**TASK OBJECTIVE:** Leaving every picture out, repeat all of the entries below exactly.

INFORMATION: Begin

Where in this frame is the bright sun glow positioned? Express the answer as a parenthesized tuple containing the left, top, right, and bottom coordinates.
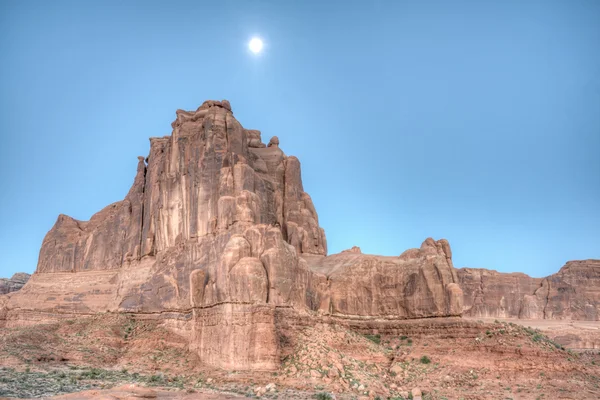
(249, 37, 263, 54)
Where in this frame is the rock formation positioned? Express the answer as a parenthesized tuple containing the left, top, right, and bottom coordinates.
(0, 273, 30, 295)
(458, 259, 600, 320)
(0, 100, 463, 370)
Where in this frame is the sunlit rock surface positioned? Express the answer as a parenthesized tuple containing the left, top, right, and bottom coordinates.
(1, 100, 463, 369)
(458, 259, 600, 320)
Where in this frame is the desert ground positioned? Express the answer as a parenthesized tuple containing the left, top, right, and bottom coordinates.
(466, 317, 600, 351)
(1, 314, 599, 400)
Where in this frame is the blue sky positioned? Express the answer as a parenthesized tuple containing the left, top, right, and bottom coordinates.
(0, 0, 598, 279)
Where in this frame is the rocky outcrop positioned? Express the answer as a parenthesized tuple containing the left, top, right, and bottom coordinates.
(303, 238, 462, 318)
(1, 100, 463, 370)
(458, 259, 600, 320)
(458, 268, 543, 319)
(0, 273, 30, 294)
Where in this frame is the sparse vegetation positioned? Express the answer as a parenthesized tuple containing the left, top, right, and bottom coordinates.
(314, 392, 333, 400)
(364, 334, 381, 345)
(0, 366, 198, 398)
(0, 312, 596, 399)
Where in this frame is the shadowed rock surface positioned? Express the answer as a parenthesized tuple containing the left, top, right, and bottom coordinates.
(458, 259, 600, 320)
(0, 273, 30, 295)
(0, 100, 463, 370)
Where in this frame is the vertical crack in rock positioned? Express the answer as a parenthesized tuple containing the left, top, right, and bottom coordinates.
(543, 279, 551, 319)
(281, 158, 288, 242)
(138, 159, 147, 260)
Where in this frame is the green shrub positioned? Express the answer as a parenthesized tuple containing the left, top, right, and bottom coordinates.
(80, 368, 104, 379)
(420, 355, 431, 364)
(148, 374, 165, 385)
(314, 393, 333, 400)
(364, 334, 381, 345)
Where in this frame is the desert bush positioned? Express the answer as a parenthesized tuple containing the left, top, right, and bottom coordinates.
(314, 392, 333, 400)
(80, 368, 104, 379)
(364, 334, 381, 345)
(148, 374, 165, 385)
(420, 355, 431, 364)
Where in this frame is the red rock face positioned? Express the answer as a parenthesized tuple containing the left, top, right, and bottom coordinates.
(1, 100, 463, 369)
(458, 259, 600, 320)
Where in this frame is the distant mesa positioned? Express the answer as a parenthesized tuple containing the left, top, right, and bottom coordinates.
(0, 272, 30, 295)
(458, 259, 600, 320)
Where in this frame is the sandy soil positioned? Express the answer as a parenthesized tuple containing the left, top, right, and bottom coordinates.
(466, 317, 600, 351)
(1, 315, 599, 399)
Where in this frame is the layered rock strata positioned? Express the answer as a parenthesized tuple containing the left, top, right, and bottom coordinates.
(0, 273, 30, 295)
(458, 259, 600, 320)
(0, 100, 463, 369)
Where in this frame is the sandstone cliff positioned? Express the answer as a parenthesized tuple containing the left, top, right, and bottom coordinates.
(1, 100, 462, 370)
(458, 259, 600, 320)
(0, 273, 30, 295)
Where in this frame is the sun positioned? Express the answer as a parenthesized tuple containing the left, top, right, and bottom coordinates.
(249, 37, 263, 54)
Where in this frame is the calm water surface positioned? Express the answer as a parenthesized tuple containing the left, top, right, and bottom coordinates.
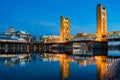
(0, 49, 120, 80)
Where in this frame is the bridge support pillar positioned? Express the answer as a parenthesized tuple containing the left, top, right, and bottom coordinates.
(5, 43, 8, 53)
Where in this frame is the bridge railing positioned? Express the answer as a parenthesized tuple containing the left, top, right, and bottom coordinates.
(69, 36, 96, 41)
(70, 31, 120, 41)
(107, 34, 120, 39)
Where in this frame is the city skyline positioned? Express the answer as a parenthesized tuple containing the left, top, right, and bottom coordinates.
(0, 0, 120, 37)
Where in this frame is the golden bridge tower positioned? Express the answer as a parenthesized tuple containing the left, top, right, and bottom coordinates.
(96, 4, 107, 41)
(60, 16, 70, 42)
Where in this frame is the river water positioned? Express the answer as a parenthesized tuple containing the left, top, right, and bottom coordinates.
(0, 46, 120, 80)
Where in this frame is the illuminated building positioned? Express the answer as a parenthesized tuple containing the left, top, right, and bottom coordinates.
(40, 35, 60, 43)
(96, 4, 107, 41)
(4, 27, 15, 35)
(12, 30, 30, 42)
(60, 16, 70, 42)
(76, 32, 87, 37)
(0, 27, 31, 42)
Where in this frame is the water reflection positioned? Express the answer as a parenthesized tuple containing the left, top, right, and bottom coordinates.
(0, 54, 31, 67)
(103, 59, 120, 80)
(0, 48, 120, 80)
(60, 54, 69, 80)
(96, 56, 107, 80)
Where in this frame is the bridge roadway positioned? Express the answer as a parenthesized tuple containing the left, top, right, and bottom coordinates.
(69, 38, 120, 43)
(70, 31, 120, 43)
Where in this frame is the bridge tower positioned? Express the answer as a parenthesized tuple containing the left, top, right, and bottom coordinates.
(60, 16, 70, 42)
(96, 4, 107, 41)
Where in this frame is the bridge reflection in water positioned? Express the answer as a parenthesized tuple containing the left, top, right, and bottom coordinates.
(0, 48, 120, 80)
(59, 50, 120, 80)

INFORMATION: End

**YOUR SOLUTION:**
Where in this frame is the bright sun glow positioned? Express the answer as a parenthesized tuple containing the left, top, right, and bottom coordinates.
(249, 37, 263, 54)
Where in this frame is the rock formation positioned? Express the answer as a parenthesized tuple containing the left, top, right, and bottom coordinates.
(0, 273, 30, 295)
(458, 259, 600, 320)
(0, 100, 463, 370)
Where in this frame is the sunlit rock surface positioned? Express the answer as a parenthesized tuple containing the left, top, right, and bottom coordinates.
(1, 100, 463, 369)
(458, 259, 600, 320)
Where in this frame is the desert ground positioned? Express the answer as a parenthesized tuple containing the left, top, right, and bottom coordinates.
(466, 317, 600, 351)
(1, 314, 599, 400)
Where in this frame is the blue sky positioned? Express the answer as a parenthesized tuple containing the left, top, right, and bottom coordinates.
(0, 0, 598, 279)
Where in this frame is the rocky outcrop positioned? Express the answer as a parenthesized tuple containing the left, top, right, and bottom coordinates.
(303, 238, 462, 318)
(1, 100, 463, 370)
(458, 259, 600, 320)
(458, 268, 543, 319)
(0, 273, 30, 294)
Where in this frame is the sparse vegetation positioned? Express the answer as a parenthesized tuple containing the left, top, right, and bottom coordinates.
(314, 392, 333, 400)
(364, 334, 381, 345)
(0, 366, 198, 398)
(0, 312, 596, 399)
Where in this frame is the shadowed rock surface positioned? Express the answer as a parenthesized tuple containing the left, top, right, and bottom coordinates.
(458, 259, 600, 320)
(0, 273, 30, 295)
(0, 100, 463, 370)
Where in this frame is the vertical crack in rock positioned? Express the answer as a parenthesized tuple containing the left, top, right, and bottom coordinates.
(543, 279, 551, 319)
(281, 158, 288, 242)
(138, 159, 147, 260)
Where in this frame is the green shrub positioned? Express the answer as a parenthesized tuple containing the left, top, right, and bottom coordinates.
(80, 368, 104, 379)
(420, 355, 431, 364)
(148, 374, 165, 385)
(314, 393, 333, 400)
(364, 334, 381, 345)
Where in this frame is the desert bush positioned? Express the answer as a parenthesized tuple containing the left, top, right, and bottom coordinates.
(314, 392, 333, 400)
(80, 368, 104, 379)
(364, 334, 381, 345)
(148, 374, 165, 385)
(420, 355, 431, 364)
Where in this frame is the red rock face positioned? Express the answer as a parenthesized tuple containing the left, top, right, and bottom coordinates.
(1, 100, 463, 369)
(458, 259, 600, 320)
Where in this frame is the distant mesa positioned? Express the answer as a parenthesized tuple containing the left, top, right, and bottom coordinates.
(0, 272, 30, 295)
(458, 259, 600, 320)
Where in this frame is the sandy soil positioned? Express the answer as a parenthesized tuple containing the left, top, right, and bottom coordinates.
(466, 317, 600, 351)
(1, 315, 599, 399)
Where in this frame is the layered rock strata positioned? Express the answer as a parenthesized tuple containing the left, top, right, and bottom coordinates.
(0, 273, 30, 295)
(458, 259, 600, 320)
(0, 100, 463, 369)
Where in this frame is the sandstone cliff positioned? Express the answer as a parenthesized tuple containing the left, top, right, and bottom coordinates.
(1, 100, 462, 370)
(458, 259, 600, 320)
(0, 273, 30, 295)
Where in this frame is the sun positioned? Express the answer as a parenthesized tuple containing the left, top, right, and bottom coordinates.
(249, 37, 263, 54)
Where in this frame is the calm water surface positioned? Express the answer as a parenthesized tuple containing the left, top, right, and bottom coordinates.
(0, 49, 120, 80)
Where in this frame is the bridge support pillar positioned? Express the answer as a parenthesized tuple containing the left, top, right, and bottom coordinates.
(5, 43, 8, 53)
Where in this frame is the bridge railing positioned? Express the answer as a parenthesized tuple containing the left, top, right, and bottom coordinates.
(69, 36, 96, 41)
(70, 31, 120, 41)
(107, 34, 120, 39)
Where in this frame is the city skyline positioned? Express the answer as a parenthesized tuple containing the left, top, right, and bottom coordinates.
(0, 0, 120, 37)
Where in this frame is the golden bridge tower positioned? Express the answer as a parenthesized tuple containing the left, top, right, and bottom coordinates.
(96, 4, 107, 41)
(60, 16, 70, 42)
Where in this frame is the river water positioned? Express the answer as a parenthesized tuple containing the left, top, right, and bottom coordinates.
(0, 46, 120, 80)
Where in this frame is the illuminated building positioned? Express the answer as a parenthesized tuple containing the left, top, right, and bottom coordinates.
(40, 35, 60, 43)
(96, 4, 107, 41)
(4, 27, 15, 35)
(12, 30, 30, 42)
(60, 16, 70, 42)
(76, 32, 87, 37)
(0, 27, 31, 42)
Where in this frame is the water reflection positioned? Express the answer as a parenthesized tuple containing the left, top, right, and bottom coordinates.
(0, 54, 31, 67)
(103, 59, 120, 80)
(0, 48, 120, 80)
(60, 54, 69, 80)
(96, 56, 107, 80)
Where in this frame is the bridge roadway positioned? Express the answer as a parenthesized tuple containing the left, top, right, and bottom coordinates.
(69, 38, 120, 43)
(70, 31, 120, 43)
Where in this frame is the bridge tower positioned? Express the answer as a parenthesized tuple containing the left, top, right, and bottom coordinates.
(60, 16, 70, 42)
(96, 4, 107, 41)
Where in this frame is the bridge reflection in water positioned? Express the answer as a parenthesized tuple containing the left, top, right, and bottom coordinates.
(0, 48, 120, 80)
(59, 50, 120, 80)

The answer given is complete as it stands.